■ Exercise brief ■
Reproduce exactly the lines beginning with the line that contains "compact form (608,630)." and ending at the final line of the material below.
## START Record list
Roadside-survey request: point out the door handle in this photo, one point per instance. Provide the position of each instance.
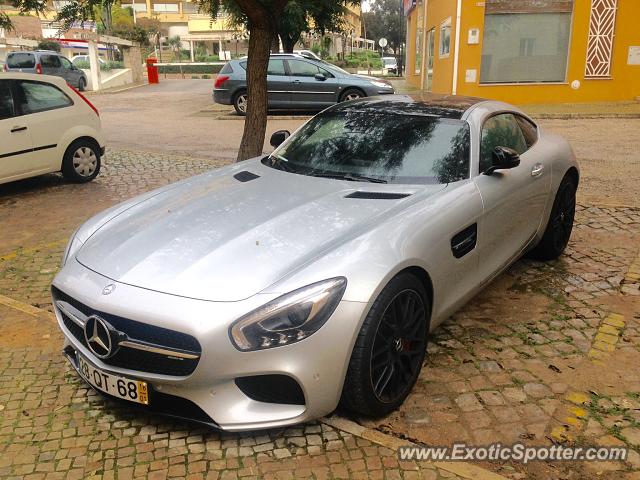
(537, 170)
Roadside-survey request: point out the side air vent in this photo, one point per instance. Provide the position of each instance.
(377, 195)
(245, 176)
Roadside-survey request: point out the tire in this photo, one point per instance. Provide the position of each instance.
(81, 162)
(240, 103)
(374, 385)
(351, 94)
(558, 231)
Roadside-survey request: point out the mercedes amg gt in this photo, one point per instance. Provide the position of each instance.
(267, 292)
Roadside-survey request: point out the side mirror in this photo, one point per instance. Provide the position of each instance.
(503, 158)
(279, 137)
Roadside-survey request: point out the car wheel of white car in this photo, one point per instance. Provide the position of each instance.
(240, 103)
(389, 350)
(81, 161)
(351, 94)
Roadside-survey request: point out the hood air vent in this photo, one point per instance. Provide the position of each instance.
(377, 195)
(245, 176)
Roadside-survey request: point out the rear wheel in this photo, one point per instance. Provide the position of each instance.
(81, 162)
(556, 235)
(351, 94)
(240, 103)
(389, 350)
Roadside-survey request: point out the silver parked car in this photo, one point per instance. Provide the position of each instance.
(264, 293)
(296, 82)
(46, 62)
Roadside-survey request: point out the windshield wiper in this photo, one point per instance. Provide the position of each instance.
(352, 177)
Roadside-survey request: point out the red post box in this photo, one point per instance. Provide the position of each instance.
(152, 70)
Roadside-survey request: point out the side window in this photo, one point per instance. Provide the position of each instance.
(276, 67)
(529, 130)
(302, 69)
(36, 97)
(500, 131)
(326, 73)
(65, 63)
(50, 61)
(6, 100)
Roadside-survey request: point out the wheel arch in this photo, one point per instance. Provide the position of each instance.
(421, 274)
(573, 174)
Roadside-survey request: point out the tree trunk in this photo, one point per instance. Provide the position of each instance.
(288, 43)
(275, 43)
(256, 119)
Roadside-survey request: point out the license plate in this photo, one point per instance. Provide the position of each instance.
(121, 387)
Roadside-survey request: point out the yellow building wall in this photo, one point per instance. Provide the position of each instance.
(624, 83)
(439, 11)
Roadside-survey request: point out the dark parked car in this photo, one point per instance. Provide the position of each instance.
(46, 62)
(296, 82)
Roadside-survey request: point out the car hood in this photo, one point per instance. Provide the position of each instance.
(217, 238)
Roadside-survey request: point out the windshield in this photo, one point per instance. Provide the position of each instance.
(379, 147)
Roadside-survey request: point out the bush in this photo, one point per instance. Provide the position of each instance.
(49, 45)
(105, 67)
(207, 58)
(189, 69)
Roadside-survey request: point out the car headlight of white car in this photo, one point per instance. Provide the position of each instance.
(289, 318)
(72, 247)
(380, 84)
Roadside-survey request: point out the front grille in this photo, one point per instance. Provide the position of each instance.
(134, 359)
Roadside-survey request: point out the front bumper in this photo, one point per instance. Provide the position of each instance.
(318, 364)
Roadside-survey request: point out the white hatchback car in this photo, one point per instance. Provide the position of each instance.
(47, 126)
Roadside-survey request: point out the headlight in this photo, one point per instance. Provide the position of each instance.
(289, 318)
(72, 247)
(380, 84)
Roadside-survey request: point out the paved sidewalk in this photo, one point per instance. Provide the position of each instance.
(52, 426)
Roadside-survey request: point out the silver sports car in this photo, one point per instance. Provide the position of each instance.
(267, 292)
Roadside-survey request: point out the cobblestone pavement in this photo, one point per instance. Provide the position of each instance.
(53, 426)
(548, 353)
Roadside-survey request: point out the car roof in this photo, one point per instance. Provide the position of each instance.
(423, 104)
(59, 81)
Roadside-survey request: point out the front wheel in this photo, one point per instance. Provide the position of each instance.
(240, 103)
(389, 350)
(556, 235)
(81, 162)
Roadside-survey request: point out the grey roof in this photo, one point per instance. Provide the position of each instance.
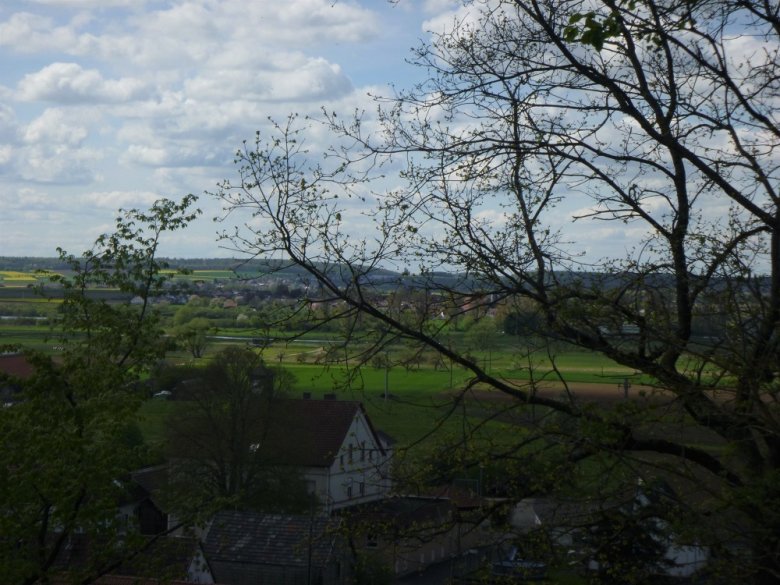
(250, 538)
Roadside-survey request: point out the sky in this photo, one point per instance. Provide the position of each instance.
(109, 104)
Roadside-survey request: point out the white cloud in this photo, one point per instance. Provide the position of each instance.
(56, 127)
(88, 3)
(114, 200)
(70, 83)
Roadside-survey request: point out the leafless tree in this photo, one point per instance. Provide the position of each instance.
(650, 115)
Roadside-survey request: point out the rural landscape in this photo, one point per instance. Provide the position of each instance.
(516, 319)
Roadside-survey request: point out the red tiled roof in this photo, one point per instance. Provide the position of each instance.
(309, 433)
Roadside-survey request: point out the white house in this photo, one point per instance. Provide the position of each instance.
(343, 459)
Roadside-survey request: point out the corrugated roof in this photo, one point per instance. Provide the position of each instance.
(16, 365)
(269, 539)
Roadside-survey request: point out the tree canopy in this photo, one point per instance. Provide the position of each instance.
(653, 116)
(65, 451)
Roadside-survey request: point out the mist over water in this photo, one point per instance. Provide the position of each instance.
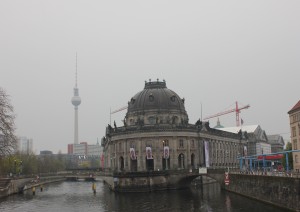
(78, 196)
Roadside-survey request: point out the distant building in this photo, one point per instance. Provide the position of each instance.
(277, 143)
(46, 152)
(257, 140)
(25, 145)
(85, 149)
(294, 115)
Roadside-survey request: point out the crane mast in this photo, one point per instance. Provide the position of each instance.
(237, 111)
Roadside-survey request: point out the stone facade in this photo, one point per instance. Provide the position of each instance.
(157, 136)
(294, 115)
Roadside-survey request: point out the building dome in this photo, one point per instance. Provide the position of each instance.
(156, 96)
(156, 101)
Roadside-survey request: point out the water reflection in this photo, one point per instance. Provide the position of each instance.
(78, 196)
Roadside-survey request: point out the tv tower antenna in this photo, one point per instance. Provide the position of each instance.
(76, 100)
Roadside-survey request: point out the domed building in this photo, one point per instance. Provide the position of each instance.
(157, 142)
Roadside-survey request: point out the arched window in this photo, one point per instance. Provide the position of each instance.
(181, 161)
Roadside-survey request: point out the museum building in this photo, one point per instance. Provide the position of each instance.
(156, 135)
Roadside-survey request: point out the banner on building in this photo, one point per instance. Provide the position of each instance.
(166, 152)
(132, 154)
(206, 151)
(245, 155)
(149, 153)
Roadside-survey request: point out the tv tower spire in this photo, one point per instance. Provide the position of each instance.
(76, 100)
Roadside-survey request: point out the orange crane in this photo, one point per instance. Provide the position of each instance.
(237, 111)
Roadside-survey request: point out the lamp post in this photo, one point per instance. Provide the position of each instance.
(15, 167)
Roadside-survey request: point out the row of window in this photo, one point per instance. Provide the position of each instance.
(294, 133)
(295, 117)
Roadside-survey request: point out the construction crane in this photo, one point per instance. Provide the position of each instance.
(118, 110)
(237, 111)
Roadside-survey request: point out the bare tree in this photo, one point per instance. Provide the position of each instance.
(8, 139)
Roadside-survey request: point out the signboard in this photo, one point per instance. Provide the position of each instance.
(149, 153)
(166, 152)
(226, 180)
(203, 170)
(206, 151)
(132, 154)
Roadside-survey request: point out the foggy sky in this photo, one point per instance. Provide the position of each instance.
(212, 53)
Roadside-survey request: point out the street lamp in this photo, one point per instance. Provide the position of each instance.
(15, 169)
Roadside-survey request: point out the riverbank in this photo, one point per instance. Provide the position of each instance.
(10, 186)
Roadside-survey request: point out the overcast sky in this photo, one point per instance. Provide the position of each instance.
(212, 53)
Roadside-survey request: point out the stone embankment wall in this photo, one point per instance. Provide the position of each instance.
(280, 191)
(13, 186)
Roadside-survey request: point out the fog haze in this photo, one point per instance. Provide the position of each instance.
(212, 53)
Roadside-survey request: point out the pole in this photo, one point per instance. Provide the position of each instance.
(287, 161)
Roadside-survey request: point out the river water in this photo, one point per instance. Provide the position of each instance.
(78, 196)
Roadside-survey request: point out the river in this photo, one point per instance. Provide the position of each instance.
(78, 196)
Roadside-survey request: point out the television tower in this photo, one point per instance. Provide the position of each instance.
(76, 100)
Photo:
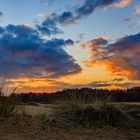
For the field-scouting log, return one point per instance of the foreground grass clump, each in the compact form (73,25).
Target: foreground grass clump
(8,102)
(83,111)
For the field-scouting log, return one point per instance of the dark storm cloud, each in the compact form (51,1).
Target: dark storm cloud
(24,54)
(49,26)
(90,6)
(124,54)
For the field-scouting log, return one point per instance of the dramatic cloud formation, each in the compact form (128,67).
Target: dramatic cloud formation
(123,3)
(1,13)
(137,9)
(24,54)
(49,26)
(121,57)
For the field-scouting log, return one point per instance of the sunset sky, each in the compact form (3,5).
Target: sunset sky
(49,45)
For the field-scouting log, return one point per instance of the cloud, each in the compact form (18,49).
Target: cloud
(120,58)
(127,19)
(47,2)
(1,13)
(90,6)
(51,23)
(23,53)
(123,3)
(137,9)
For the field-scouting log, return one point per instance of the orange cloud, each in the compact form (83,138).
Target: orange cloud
(123,3)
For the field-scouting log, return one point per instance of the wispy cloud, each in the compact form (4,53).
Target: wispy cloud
(120,58)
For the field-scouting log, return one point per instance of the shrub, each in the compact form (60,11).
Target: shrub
(8,102)
(84,111)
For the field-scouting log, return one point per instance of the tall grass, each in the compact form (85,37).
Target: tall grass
(84,110)
(8,102)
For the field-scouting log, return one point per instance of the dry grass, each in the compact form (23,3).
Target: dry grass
(8,103)
(85,112)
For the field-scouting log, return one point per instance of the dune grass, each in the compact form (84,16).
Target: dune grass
(8,102)
(86,111)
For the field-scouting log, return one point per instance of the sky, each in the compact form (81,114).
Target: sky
(50,45)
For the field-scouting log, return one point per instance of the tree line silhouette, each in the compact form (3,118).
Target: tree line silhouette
(116,95)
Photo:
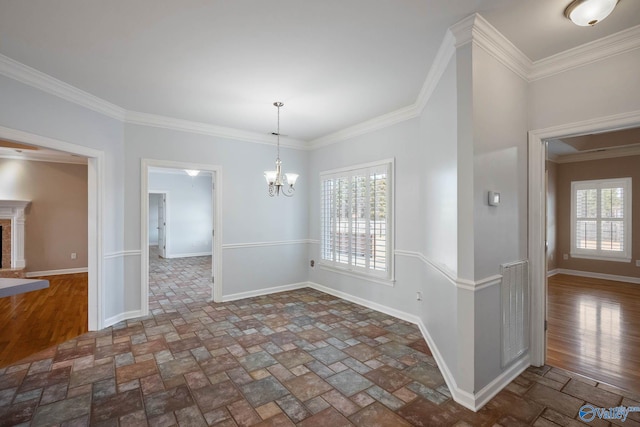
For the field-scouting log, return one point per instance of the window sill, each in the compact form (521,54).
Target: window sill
(357,275)
(600,258)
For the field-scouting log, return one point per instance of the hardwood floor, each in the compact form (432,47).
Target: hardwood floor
(34,321)
(594,329)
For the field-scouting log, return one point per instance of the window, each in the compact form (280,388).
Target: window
(356,229)
(601,219)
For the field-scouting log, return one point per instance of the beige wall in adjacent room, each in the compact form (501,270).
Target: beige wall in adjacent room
(56,219)
(619,167)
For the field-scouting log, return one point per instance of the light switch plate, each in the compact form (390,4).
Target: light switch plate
(494,198)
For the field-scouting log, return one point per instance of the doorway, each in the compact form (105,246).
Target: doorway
(592,290)
(538,211)
(158,222)
(190,237)
(95,184)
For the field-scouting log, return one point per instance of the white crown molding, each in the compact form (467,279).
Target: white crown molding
(493,42)
(446,51)
(610,153)
(49,157)
(462,31)
(369,126)
(154,120)
(473,29)
(587,53)
(39,80)
(264,244)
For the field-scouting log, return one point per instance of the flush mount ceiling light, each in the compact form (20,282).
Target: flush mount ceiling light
(276,179)
(589,12)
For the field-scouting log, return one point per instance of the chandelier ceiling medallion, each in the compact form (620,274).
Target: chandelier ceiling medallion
(276,179)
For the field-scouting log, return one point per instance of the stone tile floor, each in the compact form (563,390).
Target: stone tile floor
(294,358)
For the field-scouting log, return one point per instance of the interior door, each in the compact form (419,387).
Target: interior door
(162,226)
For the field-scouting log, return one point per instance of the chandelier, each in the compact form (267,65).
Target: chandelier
(276,179)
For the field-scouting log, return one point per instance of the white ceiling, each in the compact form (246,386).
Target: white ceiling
(334,63)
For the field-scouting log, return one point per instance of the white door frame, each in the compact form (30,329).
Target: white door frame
(216,246)
(537,213)
(96,186)
(165,194)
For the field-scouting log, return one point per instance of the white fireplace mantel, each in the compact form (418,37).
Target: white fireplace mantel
(14,210)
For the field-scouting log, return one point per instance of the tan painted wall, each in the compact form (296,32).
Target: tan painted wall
(56,219)
(597,169)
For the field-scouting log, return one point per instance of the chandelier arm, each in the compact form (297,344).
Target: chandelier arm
(290,192)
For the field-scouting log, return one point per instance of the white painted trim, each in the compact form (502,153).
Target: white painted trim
(356,275)
(537,212)
(266,291)
(587,53)
(216,262)
(122,316)
(489,391)
(44,82)
(13,210)
(57,272)
(264,244)
(446,52)
(473,28)
(462,397)
(366,303)
(487,37)
(95,203)
(469,285)
(188,255)
(481,284)
(163,122)
(119,254)
(448,274)
(30,156)
(610,153)
(595,275)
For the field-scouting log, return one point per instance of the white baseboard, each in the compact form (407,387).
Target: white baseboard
(592,275)
(366,303)
(122,316)
(56,272)
(261,292)
(188,255)
(487,393)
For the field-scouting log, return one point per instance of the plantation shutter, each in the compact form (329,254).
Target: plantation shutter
(355,219)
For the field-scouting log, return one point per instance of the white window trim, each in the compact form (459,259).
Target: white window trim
(596,254)
(384,278)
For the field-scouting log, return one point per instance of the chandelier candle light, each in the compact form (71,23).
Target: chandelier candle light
(276,179)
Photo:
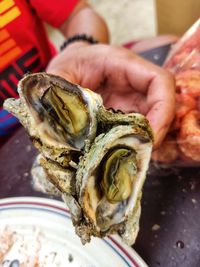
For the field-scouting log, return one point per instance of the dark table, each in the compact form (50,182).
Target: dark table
(170,221)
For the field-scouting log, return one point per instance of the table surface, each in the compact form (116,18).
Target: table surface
(170,223)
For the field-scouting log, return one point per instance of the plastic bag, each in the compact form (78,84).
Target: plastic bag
(182,144)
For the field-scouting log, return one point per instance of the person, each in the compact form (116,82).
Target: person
(124,80)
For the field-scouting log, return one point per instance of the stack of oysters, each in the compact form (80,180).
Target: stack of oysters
(96,157)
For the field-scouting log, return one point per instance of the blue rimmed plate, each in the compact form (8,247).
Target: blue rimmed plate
(51,220)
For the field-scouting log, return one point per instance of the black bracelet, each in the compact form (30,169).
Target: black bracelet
(78,37)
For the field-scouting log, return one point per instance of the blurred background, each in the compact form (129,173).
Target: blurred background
(139,19)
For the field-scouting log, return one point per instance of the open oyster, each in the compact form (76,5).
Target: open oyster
(109,183)
(97,158)
(47,108)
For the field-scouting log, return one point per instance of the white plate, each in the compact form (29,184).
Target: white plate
(51,218)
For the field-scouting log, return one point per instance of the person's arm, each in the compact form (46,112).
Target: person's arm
(84,20)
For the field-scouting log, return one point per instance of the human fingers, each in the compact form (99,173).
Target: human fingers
(159,87)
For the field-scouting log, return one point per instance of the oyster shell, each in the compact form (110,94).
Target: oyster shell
(97,158)
(109,182)
(47,108)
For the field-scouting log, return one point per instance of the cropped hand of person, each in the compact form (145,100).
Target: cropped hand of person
(124,80)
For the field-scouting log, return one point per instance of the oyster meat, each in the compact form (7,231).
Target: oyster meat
(97,158)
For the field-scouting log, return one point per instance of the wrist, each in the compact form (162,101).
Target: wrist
(78,38)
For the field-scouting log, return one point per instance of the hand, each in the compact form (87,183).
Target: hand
(124,80)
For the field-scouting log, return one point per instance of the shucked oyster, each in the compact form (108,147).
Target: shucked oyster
(47,108)
(96,157)
(109,183)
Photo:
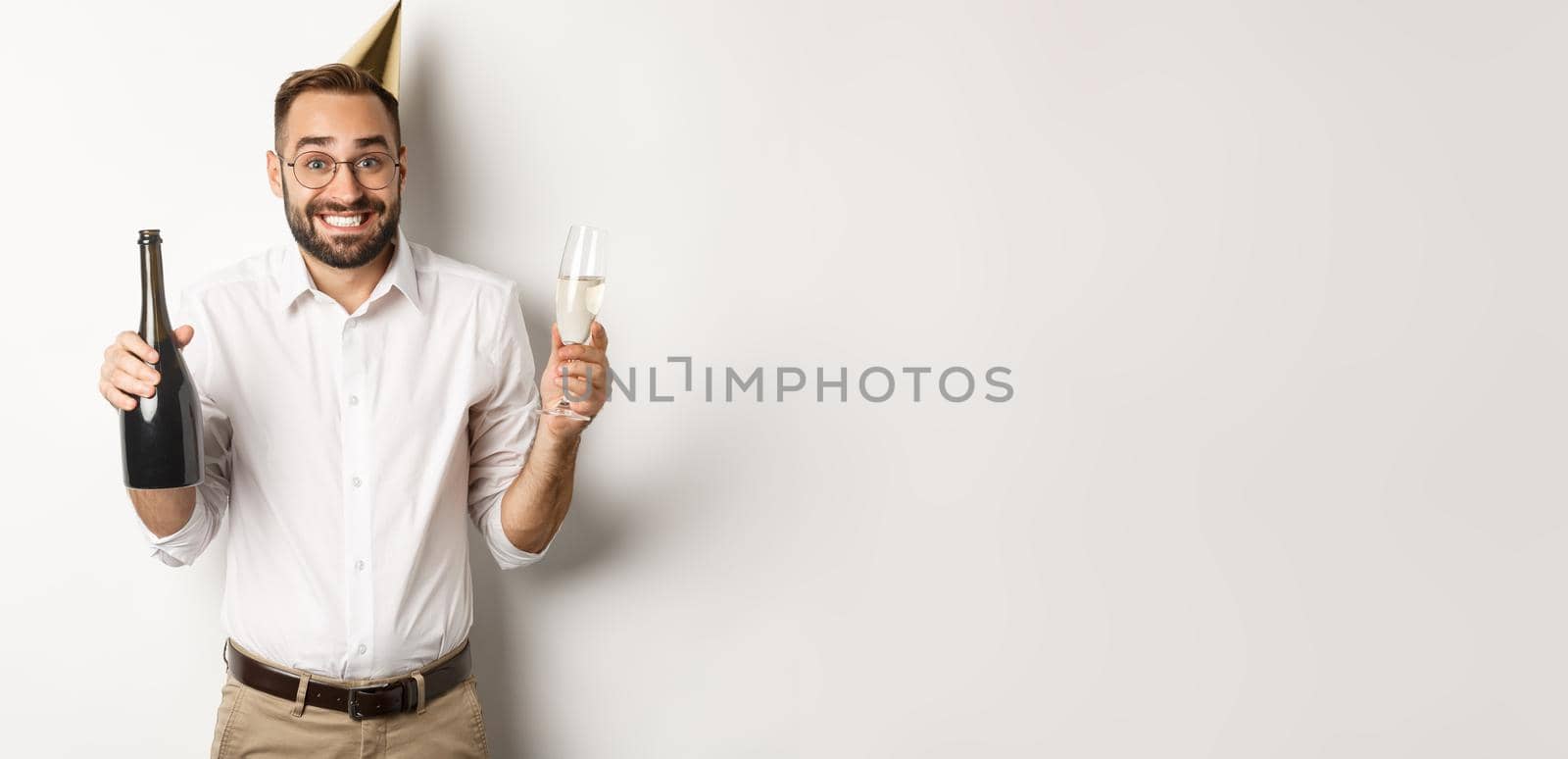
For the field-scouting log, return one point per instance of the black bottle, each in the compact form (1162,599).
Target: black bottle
(162,437)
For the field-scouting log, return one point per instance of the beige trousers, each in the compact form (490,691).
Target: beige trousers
(259,725)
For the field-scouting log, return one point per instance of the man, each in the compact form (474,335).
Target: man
(361,395)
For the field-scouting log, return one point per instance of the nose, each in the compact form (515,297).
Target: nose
(344,187)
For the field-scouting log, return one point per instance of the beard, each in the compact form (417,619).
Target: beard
(336,251)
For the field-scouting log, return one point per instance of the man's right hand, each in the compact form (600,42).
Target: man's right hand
(127,372)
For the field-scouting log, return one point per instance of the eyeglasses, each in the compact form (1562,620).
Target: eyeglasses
(316,170)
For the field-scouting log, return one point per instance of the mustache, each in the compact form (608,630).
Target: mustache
(370,206)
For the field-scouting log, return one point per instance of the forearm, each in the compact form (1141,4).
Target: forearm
(164,510)
(537,502)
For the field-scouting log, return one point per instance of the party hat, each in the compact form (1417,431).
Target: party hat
(376,52)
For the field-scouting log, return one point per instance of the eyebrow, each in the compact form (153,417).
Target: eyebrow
(326,141)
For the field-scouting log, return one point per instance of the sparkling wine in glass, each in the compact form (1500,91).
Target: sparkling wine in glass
(579,292)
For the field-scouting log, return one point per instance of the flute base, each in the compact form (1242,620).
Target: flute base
(562,411)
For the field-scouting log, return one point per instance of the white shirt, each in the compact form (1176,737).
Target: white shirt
(345,450)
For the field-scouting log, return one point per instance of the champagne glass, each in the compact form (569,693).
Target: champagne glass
(579,292)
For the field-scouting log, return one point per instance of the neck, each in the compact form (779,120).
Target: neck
(350,287)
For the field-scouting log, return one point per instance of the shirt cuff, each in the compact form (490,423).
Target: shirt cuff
(184,544)
(509,555)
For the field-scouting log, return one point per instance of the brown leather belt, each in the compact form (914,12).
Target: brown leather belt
(360,703)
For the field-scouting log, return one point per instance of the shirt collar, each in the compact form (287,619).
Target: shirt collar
(295,278)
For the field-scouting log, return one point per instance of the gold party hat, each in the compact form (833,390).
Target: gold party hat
(376,52)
## END Record list
■ Answer ■
For the field-scouting log, return one point per instance of the mustache, each in the compact form (608,630).
Target: mustache
(370,206)
For the field-scouting log, return one point per instance of the forearm, each in the compact form (1141,4).
Target: forearm
(164,510)
(537,502)
For the field-scouting log, return one point per instance of the party hat, each in the compact form (1417,431).
Target: party hat
(376,52)
For the field-scouting log, return one point per instance of the eyebrow, each in the compact form (153,417).
Target: eyebrow
(326,141)
For the field-scouting log, return one point per instance of the sparkling wine in glass, each in the compact form (1500,91).
Target: sparkling wine in glass
(579,292)
For the field-scouting log, return one point per instance of the flute base, each in the compact form (1242,620).
Target: flute base
(562,411)
For the field-scouting log, return one point per instance of the white shirt, each in the compact form (1176,737).
Target: white shirt
(345,450)
For the field-scouting log, return one point per instance of the champagne glass, each in the compact form (569,693).
Target: champagne glass
(579,292)
For the field-scouting log, return one point per instance of the neck, each in the compact form (779,120).
Target: neck
(350,287)
For the field-scouting log, return one point per instance of the shirt cuff, each in the compact form (490,423).
Target: shirt cuff
(184,544)
(509,555)
For the field-scouting log, return one point per instance of the brown leather belt, each in the compact form (914,12).
Target: brown leather belt
(360,703)
For the field-scouting log, return one point per instance of the shirt collar, each in the compact form (287,619).
Target: shirt collar
(295,278)
For the field-scouting log, return one point per instance of the gold party hat, each in the compact form (833,390).
Target: gold party hat
(376,52)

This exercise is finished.